Task objective: Nothing but the lines from the one containing "Can you find the calm" to the end of the data should be returned, each exactly as written.

Pointing dataset records:
______________________________
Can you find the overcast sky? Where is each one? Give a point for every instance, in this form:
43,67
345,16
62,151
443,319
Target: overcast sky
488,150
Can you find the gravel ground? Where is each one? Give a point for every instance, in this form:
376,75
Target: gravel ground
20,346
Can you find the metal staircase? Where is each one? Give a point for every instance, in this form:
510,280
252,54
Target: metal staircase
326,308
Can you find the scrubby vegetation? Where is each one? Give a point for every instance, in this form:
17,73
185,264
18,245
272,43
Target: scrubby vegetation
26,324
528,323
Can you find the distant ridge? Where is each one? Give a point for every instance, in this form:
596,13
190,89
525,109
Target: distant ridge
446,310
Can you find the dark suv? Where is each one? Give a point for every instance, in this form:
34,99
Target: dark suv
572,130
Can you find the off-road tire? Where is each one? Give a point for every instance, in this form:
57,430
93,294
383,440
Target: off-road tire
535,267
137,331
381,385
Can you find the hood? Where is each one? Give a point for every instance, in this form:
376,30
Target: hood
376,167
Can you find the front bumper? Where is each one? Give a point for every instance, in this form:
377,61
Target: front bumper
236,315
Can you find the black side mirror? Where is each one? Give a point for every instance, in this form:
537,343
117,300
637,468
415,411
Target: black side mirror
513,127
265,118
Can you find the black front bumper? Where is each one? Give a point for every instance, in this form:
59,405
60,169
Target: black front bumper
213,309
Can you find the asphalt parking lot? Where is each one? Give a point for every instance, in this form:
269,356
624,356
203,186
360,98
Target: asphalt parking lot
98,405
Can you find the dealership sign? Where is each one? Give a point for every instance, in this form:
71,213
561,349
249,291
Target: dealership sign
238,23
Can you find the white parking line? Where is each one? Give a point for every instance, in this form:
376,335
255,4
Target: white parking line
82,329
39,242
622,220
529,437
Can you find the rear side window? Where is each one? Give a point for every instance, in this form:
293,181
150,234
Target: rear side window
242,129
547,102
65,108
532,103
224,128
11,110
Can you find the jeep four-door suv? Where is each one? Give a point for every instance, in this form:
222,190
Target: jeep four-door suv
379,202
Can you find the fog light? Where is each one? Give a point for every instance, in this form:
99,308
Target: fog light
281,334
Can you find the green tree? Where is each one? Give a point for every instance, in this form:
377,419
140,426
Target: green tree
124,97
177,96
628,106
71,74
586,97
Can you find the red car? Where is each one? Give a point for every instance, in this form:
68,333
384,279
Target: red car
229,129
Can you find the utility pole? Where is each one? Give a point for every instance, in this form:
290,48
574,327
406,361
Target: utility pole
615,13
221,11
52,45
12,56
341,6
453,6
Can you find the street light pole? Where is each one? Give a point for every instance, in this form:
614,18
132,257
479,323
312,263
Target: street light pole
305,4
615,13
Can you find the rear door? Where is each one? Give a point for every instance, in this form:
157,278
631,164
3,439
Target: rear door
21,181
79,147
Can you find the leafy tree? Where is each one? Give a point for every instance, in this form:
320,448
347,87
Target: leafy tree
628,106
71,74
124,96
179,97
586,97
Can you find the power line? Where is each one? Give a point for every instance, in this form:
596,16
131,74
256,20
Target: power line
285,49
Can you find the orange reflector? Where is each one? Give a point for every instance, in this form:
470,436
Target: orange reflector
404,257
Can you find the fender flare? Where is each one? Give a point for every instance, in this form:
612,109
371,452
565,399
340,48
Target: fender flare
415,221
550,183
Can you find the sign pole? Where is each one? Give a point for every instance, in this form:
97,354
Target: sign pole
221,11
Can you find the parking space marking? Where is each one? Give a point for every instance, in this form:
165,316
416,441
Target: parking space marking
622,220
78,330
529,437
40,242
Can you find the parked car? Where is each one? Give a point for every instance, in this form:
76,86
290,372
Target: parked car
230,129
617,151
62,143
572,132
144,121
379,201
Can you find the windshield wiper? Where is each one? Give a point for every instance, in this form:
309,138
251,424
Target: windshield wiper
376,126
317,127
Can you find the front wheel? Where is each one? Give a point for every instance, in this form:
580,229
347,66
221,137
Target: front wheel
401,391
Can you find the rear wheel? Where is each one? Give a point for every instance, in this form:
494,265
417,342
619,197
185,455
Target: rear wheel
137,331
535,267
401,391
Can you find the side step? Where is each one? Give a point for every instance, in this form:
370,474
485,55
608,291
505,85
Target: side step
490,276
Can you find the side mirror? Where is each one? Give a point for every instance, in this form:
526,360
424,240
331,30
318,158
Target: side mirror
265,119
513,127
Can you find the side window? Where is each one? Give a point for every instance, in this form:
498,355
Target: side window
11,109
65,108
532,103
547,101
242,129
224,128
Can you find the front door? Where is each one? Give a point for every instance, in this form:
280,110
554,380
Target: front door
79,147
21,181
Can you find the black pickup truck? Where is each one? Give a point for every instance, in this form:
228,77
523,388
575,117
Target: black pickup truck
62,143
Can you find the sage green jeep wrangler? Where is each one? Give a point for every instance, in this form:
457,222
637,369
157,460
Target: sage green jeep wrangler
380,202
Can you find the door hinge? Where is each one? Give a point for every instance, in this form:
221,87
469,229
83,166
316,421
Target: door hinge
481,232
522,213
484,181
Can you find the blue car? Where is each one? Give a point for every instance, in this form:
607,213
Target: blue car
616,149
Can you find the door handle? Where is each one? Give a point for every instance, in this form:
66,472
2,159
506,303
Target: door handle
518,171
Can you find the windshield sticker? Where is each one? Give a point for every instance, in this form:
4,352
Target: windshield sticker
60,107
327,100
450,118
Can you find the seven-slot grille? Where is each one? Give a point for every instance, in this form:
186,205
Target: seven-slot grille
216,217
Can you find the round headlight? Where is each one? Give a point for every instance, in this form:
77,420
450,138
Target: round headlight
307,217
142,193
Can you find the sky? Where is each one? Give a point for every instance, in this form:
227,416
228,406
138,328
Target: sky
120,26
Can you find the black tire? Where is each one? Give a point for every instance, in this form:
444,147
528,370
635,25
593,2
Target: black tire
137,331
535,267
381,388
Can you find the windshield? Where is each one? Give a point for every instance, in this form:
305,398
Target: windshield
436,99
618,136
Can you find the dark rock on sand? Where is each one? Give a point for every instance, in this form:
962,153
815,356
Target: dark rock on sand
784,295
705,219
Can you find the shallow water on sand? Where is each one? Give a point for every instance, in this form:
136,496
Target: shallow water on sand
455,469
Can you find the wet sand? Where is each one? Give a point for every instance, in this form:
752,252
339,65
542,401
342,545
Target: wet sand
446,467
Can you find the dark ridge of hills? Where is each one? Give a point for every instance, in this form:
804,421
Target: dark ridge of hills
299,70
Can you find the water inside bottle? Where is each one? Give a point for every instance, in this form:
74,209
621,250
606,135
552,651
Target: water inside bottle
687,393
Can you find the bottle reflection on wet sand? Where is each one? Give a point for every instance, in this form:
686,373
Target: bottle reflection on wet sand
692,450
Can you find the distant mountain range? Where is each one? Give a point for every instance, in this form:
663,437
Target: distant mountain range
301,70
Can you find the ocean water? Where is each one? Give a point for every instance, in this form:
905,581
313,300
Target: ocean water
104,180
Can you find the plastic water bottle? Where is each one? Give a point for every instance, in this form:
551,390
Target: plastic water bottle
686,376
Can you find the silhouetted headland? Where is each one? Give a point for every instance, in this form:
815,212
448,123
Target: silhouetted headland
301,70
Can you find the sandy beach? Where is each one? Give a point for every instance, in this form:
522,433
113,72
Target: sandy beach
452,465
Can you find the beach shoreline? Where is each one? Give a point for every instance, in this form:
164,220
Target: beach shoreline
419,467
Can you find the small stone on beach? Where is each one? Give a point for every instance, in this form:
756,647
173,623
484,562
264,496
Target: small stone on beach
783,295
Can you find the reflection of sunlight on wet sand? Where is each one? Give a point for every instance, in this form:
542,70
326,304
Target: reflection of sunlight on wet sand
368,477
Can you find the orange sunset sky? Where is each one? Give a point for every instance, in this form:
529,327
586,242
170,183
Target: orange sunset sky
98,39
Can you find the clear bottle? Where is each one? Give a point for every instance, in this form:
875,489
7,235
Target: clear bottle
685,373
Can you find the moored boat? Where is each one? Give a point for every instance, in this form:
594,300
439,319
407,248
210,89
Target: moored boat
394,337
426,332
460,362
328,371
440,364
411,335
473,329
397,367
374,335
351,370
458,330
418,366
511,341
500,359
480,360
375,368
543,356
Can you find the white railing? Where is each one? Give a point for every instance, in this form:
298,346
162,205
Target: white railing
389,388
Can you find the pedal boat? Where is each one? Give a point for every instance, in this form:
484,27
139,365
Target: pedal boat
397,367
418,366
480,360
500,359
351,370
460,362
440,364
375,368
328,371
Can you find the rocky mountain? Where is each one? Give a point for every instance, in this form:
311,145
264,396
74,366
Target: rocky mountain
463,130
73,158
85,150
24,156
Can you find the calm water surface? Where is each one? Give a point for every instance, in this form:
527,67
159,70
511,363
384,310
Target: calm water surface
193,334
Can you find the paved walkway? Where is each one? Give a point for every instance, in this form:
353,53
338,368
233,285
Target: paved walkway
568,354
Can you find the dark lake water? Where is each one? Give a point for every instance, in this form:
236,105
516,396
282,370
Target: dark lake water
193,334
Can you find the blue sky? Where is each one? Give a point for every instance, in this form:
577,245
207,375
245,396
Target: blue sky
______________________________
Exercise response:
Can you find the calm water surface? Where is each one? Give a point for every instance, in this form:
527,67
159,70
511,363
384,310
Target: calm water surface
193,334
Can you find the paved walkway? Where is each one? Give a point for every instance, in this form:
353,53
338,368
233,285
Target: paved walkway
568,354
Can you find the dark lake water? Where is each one? Give a point for every instance, in this form:
236,105
516,396
282,370
Target: dark lake water
193,334
Can you find the blue sky? Where is each one? Give a point for every instance, in this form:
577,245
207,375
245,396
Target: blue sky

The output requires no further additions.